Task item ::
Every entry must be copied word for word.

Dataset entries
>>

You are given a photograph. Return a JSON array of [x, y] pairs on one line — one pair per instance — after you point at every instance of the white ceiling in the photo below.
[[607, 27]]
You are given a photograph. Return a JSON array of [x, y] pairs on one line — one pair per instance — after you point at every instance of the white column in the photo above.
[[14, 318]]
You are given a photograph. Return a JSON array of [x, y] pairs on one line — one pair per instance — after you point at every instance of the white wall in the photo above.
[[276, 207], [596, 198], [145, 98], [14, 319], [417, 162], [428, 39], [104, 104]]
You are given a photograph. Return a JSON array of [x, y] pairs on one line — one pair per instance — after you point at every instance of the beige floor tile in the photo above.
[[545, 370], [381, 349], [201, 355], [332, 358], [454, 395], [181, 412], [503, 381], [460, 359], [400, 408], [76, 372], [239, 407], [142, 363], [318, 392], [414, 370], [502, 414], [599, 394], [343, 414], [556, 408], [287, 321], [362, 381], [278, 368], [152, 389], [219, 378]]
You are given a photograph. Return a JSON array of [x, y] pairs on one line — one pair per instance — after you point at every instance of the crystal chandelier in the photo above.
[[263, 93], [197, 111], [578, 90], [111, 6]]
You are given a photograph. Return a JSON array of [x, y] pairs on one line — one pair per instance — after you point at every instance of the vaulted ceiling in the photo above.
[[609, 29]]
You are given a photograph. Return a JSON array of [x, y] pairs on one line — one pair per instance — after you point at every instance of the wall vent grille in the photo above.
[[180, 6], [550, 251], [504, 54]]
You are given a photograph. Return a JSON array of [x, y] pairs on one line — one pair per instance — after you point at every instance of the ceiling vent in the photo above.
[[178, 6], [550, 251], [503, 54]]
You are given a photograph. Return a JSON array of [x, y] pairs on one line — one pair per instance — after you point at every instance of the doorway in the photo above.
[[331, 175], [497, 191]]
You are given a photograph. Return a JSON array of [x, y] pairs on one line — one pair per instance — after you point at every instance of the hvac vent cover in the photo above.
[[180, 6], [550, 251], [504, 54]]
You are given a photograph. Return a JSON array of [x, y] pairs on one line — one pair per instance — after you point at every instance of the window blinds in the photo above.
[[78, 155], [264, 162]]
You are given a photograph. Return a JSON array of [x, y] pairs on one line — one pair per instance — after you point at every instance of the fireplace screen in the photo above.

<<

Answer section ::
You are given a photograph. Return a JSON array of [x, y] pairs on one line — one pair per instance — after you point at every instance of the white ceiling in the photo below.
[[607, 27]]
You are given a photograph. Return a JSON array of [x, y] pairs on one line — one pair per instance — after you point at every instance of the white column in the photo above.
[[14, 318]]
You are given a photograph. Return a JSON array of [x, y] pairs on one line — one pair per instance — after you point at every instance of the white wall in the photo above.
[[276, 207], [596, 198], [145, 98], [14, 319], [417, 162], [428, 39], [104, 104]]
You are given a photograph. Return a JSON array of [x, y] pairs on one line — one pair per instance — after you point at every instance of the beige floor tile in the photo above.
[[545, 370], [381, 349], [201, 355], [332, 358], [454, 395], [181, 412], [503, 381], [460, 359], [400, 408], [76, 372], [239, 407], [142, 363], [318, 392], [414, 370], [502, 414], [599, 394], [343, 414], [556, 408], [287, 321], [362, 381], [278, 368], [152, 389], [219, 378]]
You are given a photograph. Return a JSON array of [x, y] pairs on one line — one pair per instance — after you point at every instance of the crystal chandelier in the photo above.
[[263, 93], [197, 111], [578, 90], [111, 6]]
You are given a photograph. Return a JSON array of [x, y] pairs on one line — one pair per instance — after you point at every instance of the vaulted ceiling in the photo above.
[[609, 29]]
You are given a photograph. Return a JSON array of [x, y] pairs on one line — one pair per instance — after you point at every instance of the wall vent grille in the photo above.
[[180, 6], [550, 251], [504, 54]]
You are given a photograph. Return a JSON array of [x, y] pairs on one line — one pair per instance — after you point at every instance of the ceiling vent in the photo above.
[[178, 6], [550, 251], [503, 54]]
You are given a photograph. Return a JSON array of [x, y] pairs on one line — one pair per instance — after you point at every instance of the doorway in the photo above.
[[331, 175], [497, 191]]
You are given a photograph. Return a JSON array of [x, y] pairs on one line — one pair per instance — after you point at every instance of the hvac vent cover in the photo above.
[[180, 6], [550, 251], [504, 54]]
You are given a photograph. Return a JSON array of [x, y] pairs on one line — one pair per instance — after you point at every instance of the window blinds in the photo above.
[[78, 155], [264, 162]]
You are given a photograph. Return a JSON array of [x, y] pairs on one line — one pair per instance — after you point at every instance of the fireplace screen in the photo above.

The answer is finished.